§ Set exercise
Copy the material from its start through the line holding "216 111 L 218", inclusive, swapping "green tree" for "oak tree" and leaving everything else untouched.

§ Supplied records
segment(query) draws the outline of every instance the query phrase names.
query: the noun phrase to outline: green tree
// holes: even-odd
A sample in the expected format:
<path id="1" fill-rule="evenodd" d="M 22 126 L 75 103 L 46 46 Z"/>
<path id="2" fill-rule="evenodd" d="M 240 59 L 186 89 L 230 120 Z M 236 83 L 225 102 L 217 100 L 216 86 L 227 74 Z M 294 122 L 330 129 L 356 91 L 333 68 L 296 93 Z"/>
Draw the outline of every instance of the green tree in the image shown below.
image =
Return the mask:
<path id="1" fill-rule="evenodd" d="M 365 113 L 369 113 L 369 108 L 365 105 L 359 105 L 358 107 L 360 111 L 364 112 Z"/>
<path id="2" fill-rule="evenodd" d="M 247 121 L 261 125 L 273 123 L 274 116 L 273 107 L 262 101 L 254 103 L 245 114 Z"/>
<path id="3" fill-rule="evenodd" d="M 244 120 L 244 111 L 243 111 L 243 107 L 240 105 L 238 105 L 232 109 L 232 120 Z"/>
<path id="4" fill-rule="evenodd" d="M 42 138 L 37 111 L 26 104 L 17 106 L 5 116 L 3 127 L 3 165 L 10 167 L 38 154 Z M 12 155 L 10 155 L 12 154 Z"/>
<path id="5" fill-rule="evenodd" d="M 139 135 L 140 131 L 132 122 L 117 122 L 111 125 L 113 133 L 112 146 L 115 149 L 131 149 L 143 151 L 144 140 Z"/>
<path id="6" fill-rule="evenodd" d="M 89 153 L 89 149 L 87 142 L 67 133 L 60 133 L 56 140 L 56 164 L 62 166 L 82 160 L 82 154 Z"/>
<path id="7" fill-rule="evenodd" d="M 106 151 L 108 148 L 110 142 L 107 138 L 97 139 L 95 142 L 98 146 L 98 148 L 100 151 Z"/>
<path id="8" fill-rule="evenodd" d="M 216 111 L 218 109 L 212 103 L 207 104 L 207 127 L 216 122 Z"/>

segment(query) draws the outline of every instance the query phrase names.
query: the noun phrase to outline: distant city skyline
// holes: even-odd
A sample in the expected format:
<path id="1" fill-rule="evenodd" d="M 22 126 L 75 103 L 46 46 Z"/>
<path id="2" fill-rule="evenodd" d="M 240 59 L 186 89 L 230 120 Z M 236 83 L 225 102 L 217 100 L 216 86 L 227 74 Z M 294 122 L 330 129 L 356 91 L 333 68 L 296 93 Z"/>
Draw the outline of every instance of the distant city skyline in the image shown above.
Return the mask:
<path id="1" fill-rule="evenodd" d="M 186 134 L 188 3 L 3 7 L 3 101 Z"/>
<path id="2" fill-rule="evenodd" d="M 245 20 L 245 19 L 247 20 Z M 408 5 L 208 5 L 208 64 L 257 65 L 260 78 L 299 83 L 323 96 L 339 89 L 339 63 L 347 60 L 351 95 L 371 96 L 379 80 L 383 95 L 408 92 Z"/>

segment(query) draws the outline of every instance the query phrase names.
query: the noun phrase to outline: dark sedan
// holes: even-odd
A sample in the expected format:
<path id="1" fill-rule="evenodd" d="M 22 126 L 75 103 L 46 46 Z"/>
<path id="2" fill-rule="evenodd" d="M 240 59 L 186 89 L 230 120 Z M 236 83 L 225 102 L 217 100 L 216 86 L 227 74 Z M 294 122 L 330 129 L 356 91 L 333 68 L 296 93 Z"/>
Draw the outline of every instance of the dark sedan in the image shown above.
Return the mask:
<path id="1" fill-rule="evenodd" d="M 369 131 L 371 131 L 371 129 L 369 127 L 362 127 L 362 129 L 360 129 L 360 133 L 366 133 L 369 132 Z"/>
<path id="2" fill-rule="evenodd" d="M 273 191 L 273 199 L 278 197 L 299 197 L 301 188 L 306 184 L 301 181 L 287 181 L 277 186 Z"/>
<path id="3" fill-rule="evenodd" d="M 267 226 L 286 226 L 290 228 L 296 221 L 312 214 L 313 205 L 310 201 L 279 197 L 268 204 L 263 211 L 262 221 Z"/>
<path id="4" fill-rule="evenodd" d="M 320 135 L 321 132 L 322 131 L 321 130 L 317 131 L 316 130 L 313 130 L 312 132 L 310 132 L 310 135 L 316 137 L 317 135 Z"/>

§ Correct answer
segment(query) draws the outline of every instance the query phrase names.
query: the noun phrase to outline: oak tree
// holes: even-odd
A sample in the expected format:
<path id="1" fill-rule="evenodd" d="M 22 126 L 75 103 L 46 46 Z"/>
<path id="2" fill-rule="evenodd" d="M 240 59 L 186 89 L 230 120 Z M 236 83 L 225 102 L 217 100 L 216 86 L 227 74 Z M 294 122 L 330 129 L 356 91 L 333 68 L 296 93 Z"/>
Draw the outline of every instance of the oak tree in the image shown below.
image =
Return the mask:
<path id="1" fill-rule="evenodd" d="M 365 113 L 369 113 L 369 108 L 365 105 L 359 105 L 358 107 L 360 111 L 364 112 Z"/>
<path id="2" fill-rule="evenodd" d="M 247 121 L 261 125 L 273 123 L 274 116 L 273 107 L 262 101 L 254 103 L 245 114 Z"/>
<path id="3" fill-rule="evenodd" d="M 244 120 L 244 111 L 243 111 L 243 107 L 240 105 L 238 105 L 232 109 L 232 120 Z"/>
<path id="4" fill-rule="evenodd" d="M 42 138 L 37 111 L 26 104 L 17 106 L 5 116 L 3 127 L 3 165 L 10 167 L 38 154 Z M 12 155 L 10 155 L 12 154 Z"/>
<path id="5" fill-rule="evenodd" d="M 139 135 L 140 131 L 132 122 L 117 122 L 111 125 L 113 133 L 112 146 L 115 149 L 131 149 L 143 151 L 144 140 Z"/>
<path id="6" fill-rule="evenodd" d="M 89 153 L 89 149 L 87 142 L 67 133 L 60 133 L 56 140 L 56 164 L 62 166 L 82 160 L 82 154 Z"/>
<path id="7" fill-rule="evenodd" d="M 106 151 L 108 148 L 110 142 L 107 138 L 97 139 L 95 142 L 98 146 L 98 148 L 100 151 Z"/>
<path id="8" fill-rule="evenodd" d="M 216 111 L 218 109 L 212 103 L 207 104 L 207 127 L 216 122 Z"/>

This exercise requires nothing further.